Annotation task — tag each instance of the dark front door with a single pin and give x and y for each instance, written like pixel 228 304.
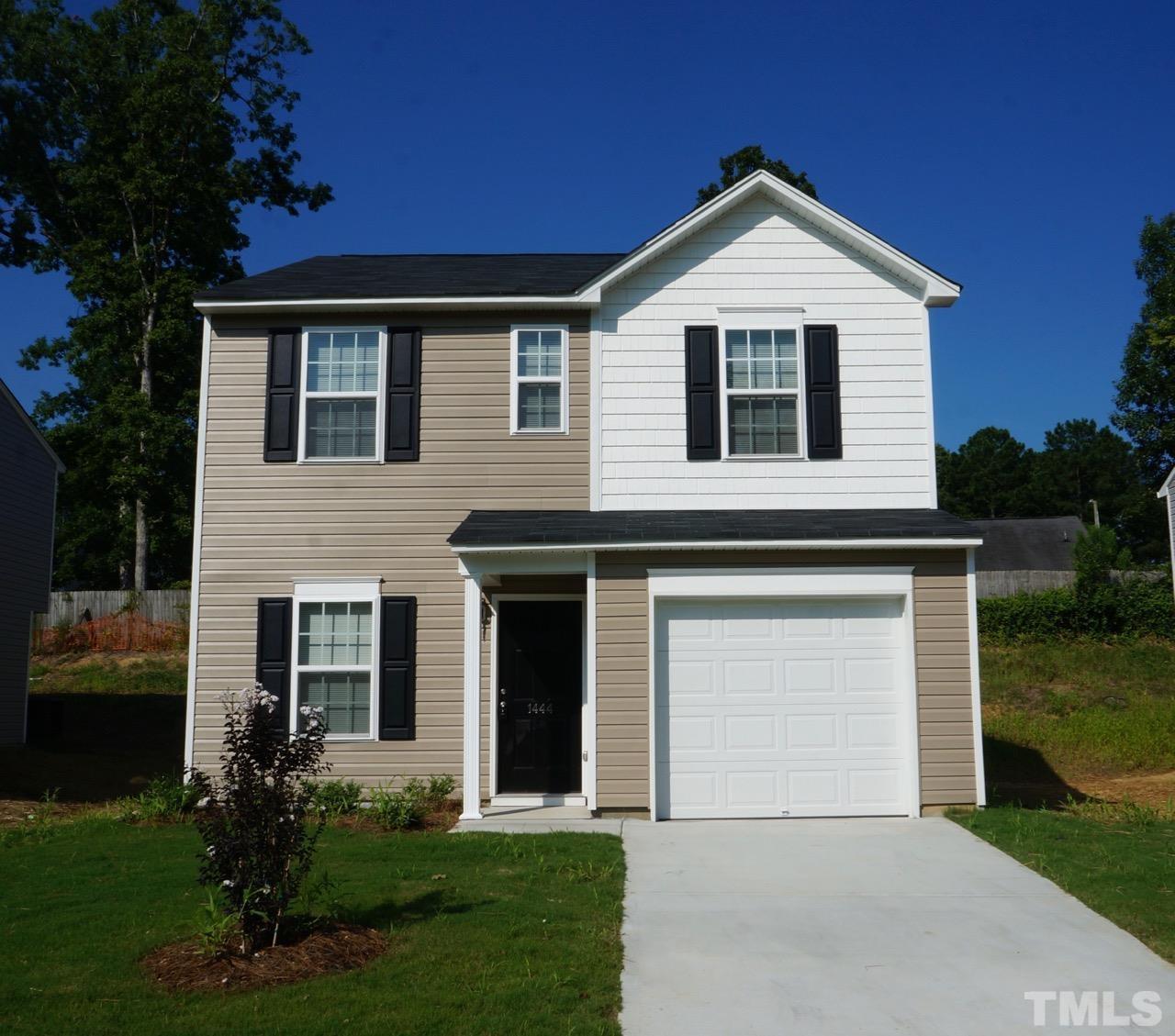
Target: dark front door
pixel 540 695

# # # # #

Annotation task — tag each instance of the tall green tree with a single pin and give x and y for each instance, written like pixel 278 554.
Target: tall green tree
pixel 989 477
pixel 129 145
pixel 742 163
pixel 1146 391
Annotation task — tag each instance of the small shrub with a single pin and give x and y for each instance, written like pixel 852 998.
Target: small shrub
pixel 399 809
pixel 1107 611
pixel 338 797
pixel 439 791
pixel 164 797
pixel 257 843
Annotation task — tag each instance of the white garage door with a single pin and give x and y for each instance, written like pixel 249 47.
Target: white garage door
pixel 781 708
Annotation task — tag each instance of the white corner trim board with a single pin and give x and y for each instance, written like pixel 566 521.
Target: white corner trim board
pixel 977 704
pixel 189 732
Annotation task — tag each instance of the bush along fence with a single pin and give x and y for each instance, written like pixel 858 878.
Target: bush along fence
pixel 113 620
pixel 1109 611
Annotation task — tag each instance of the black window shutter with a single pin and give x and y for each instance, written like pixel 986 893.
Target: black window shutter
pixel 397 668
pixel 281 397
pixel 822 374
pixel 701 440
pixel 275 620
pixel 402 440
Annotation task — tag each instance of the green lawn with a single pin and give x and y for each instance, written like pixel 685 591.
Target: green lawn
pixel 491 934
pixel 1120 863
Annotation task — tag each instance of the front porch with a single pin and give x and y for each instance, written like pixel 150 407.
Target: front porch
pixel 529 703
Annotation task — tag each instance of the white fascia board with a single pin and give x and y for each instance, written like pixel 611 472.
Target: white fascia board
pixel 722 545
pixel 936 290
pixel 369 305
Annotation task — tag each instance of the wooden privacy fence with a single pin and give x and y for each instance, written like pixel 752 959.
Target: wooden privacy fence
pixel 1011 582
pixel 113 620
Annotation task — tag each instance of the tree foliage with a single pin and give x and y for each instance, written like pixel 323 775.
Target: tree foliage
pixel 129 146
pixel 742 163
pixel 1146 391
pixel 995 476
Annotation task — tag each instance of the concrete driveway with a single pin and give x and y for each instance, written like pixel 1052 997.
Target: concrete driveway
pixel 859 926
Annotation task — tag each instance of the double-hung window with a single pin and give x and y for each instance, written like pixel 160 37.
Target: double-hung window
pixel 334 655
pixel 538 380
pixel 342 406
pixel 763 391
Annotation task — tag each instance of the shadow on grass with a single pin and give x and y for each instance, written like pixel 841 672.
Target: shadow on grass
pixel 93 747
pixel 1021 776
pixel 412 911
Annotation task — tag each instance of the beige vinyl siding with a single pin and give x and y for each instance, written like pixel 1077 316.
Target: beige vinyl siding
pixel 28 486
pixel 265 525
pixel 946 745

# # # # #

Your task is to transcribe, with no changes, only the lines of the listing above that lie between the line holding "Annotation task — tag each instance of the green" and the line holding "Annotation task — tag each instance of the concrete", inclusive.

=== Exercise response ===
Annotation task — tag each instance of the green lawn with a single pin and give x and y for each instance, written like pixel 685 591.
Target: green lawn
pixel 491 934
pixel 1120 863
Annotation task — tag each instance of the front porch with a single pin and give x and y for each instance, written like pixel 150 407.
Target: front porch
pixel 529 703
Annotation task — tag each instance of the white fascia board with a single pin and give x and y for each instance, written like pixel 611 472.
Target: white fascia board
pixel 722 545
pixel 936 290
pixel 369 305
Annotation task — tag each instance of the wooden privacy fence with a single pin and give x and y for each instance, written like pixel 752 959.
Target: wooden privacy fence
pixel 1011 582
pixel 113 620
Annotation task — tag each instance of the tree foliage with a single pin and give x and y for each instance, written like pixel 323 775.
Target: tree foliage
pixel 129 146
pixel 742 163
pixel 1146 391
pixel 995 476
Annotation task — tag each instance of the concrete driveway with a single pin and give x and y for each instance, written like pixel 1052 997.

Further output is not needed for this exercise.